• **Exercise**:
From the post on reference counting in D, write out word for word the passage starting at "One of the biggest" and ending at "a tracing collector.".

• **Extract provided**:
○ ○ ○

Reference counting worth a try

by Leandro Lucarella on 2008- 08- 18 23:30 (updated on 2008- 08- 19 02:19)
tagged d, dgc, en, intro, rc - with 0 comment(s)

Even when I said that reference counting (RC) will be hard in D, I think it worth a try because it's a really easy way to get incremental garbage collection; the collector activity is interleaved with the mutator. And besides it could be hard to add support to the compiler, it's doable by manually incrementing and decrementing the reference counters to evaluate it.

One of the biggest features of RC is its capability to identify garbage cells as soon as they become garbage (let cycles outside that statement =). The killer use for this is finalization support. Unfortunately this feature kills a lot of possible optimizations. On the other hand, D doesn't need finalization support very hard (with the scope statement and other possible RAII D techniques, I think nobody is missing it), so, lucky us, we can drop that feature and think about some optimizations.

RC can help too to all the fuzz about concurrency and sharing in D2 (it's trivial to know when an object is unshared), but that's a different story.

Note

By the way, I don't think RC can make it on his own (yes, because of cycles), but I think it can help a lot to make collection incremental, leaving just a very small ammount of work to a tracing collector.

Basic algorithms summary

by Leandro Lucarella on 2008- 08- 12 03:42 (updated on 2008- 08- 12 04:26)
tagged copying, d, dgc, en, intro, mark-compact, mark-sweep, moving, non-moving, rc, tracing - with 6 comment(s)

○ ○ ○

• **Data provided**:
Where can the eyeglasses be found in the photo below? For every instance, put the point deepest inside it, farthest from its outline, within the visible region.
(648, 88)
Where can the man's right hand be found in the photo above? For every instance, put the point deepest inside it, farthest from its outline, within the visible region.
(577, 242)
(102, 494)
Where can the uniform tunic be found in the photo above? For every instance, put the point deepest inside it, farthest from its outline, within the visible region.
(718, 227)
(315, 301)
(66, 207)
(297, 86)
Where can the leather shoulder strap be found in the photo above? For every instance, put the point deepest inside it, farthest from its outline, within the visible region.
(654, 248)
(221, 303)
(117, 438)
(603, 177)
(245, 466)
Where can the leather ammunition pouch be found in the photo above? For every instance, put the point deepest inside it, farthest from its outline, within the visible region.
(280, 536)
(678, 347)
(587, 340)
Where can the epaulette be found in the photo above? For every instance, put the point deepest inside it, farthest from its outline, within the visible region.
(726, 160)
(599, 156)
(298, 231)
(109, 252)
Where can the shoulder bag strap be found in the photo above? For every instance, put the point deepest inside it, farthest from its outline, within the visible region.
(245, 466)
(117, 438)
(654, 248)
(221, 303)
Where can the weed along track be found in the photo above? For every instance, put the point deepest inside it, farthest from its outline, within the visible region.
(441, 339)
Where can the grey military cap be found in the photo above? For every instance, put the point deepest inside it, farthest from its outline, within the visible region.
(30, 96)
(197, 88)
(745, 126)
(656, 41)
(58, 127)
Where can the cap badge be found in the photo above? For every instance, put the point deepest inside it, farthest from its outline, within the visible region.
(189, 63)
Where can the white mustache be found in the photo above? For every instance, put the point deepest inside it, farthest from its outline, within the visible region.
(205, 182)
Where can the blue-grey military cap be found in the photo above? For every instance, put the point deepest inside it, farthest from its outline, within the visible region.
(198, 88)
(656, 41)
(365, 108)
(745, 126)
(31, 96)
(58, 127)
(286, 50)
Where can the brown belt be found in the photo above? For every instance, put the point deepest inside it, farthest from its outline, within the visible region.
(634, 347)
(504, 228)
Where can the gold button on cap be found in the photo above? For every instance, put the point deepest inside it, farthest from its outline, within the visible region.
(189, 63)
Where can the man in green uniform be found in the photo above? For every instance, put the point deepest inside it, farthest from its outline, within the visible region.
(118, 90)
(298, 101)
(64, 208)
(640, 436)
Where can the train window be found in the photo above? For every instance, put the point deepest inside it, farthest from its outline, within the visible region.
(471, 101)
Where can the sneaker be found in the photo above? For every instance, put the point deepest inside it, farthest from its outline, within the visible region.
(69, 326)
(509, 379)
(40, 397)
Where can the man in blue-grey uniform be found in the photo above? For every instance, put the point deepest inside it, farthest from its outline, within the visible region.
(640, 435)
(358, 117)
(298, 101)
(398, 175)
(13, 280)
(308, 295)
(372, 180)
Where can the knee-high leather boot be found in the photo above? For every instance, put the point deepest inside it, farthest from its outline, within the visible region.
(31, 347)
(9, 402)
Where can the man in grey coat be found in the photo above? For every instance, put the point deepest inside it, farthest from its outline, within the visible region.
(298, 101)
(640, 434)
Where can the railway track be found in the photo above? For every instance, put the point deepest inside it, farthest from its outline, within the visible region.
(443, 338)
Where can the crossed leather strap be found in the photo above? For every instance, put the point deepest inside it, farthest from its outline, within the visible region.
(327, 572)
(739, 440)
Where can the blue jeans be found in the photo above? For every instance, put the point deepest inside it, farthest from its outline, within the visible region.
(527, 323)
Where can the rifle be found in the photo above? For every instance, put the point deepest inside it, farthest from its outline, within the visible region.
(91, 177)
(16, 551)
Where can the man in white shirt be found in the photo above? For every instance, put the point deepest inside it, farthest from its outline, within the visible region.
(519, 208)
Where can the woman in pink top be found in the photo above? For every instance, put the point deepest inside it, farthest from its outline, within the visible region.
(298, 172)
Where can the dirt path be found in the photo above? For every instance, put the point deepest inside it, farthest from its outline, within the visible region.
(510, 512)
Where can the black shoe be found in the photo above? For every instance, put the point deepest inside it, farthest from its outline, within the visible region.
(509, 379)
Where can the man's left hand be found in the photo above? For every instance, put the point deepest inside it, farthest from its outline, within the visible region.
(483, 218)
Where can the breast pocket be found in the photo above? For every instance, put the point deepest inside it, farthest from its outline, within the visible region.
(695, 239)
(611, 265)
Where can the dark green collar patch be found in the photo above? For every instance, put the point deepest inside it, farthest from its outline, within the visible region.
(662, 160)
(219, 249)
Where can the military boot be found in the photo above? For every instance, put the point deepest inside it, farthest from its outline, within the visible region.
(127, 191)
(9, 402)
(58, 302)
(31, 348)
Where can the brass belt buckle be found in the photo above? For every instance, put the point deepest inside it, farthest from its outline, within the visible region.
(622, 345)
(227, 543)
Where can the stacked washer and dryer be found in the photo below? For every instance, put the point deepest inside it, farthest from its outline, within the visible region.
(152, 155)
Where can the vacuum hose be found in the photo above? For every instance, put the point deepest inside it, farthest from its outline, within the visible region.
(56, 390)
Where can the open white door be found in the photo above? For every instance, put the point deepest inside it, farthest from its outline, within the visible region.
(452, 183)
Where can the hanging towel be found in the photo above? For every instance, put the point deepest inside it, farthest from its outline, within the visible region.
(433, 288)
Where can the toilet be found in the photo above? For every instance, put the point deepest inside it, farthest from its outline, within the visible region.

○ ○ ○

• **Task result**:
One of the biggest features of RC is its capability to identify garbage cells as soon as they become garbage (let cycles outside that statement =). The killer use for this is finalization support. Unfortunately this feature kills a lot of possible optimizations. On the other hand, D doesn't need finalization support very hard (with the scope statement and other possible RAII D techniques, I think nobody is missing it), so, lucky us, we can drop that feature and think about some optimizations.

RC can help too to all the fuzz about concurrency and sharing in D2 (it's trivial to know when an object is unshared), but that's a different story.

Note

By the way, I don't think RC can make it on his own (yes, because of cycles), but I think it can help a lot to make collection incremental, leaving just a very small ammount of work to a tracing collector.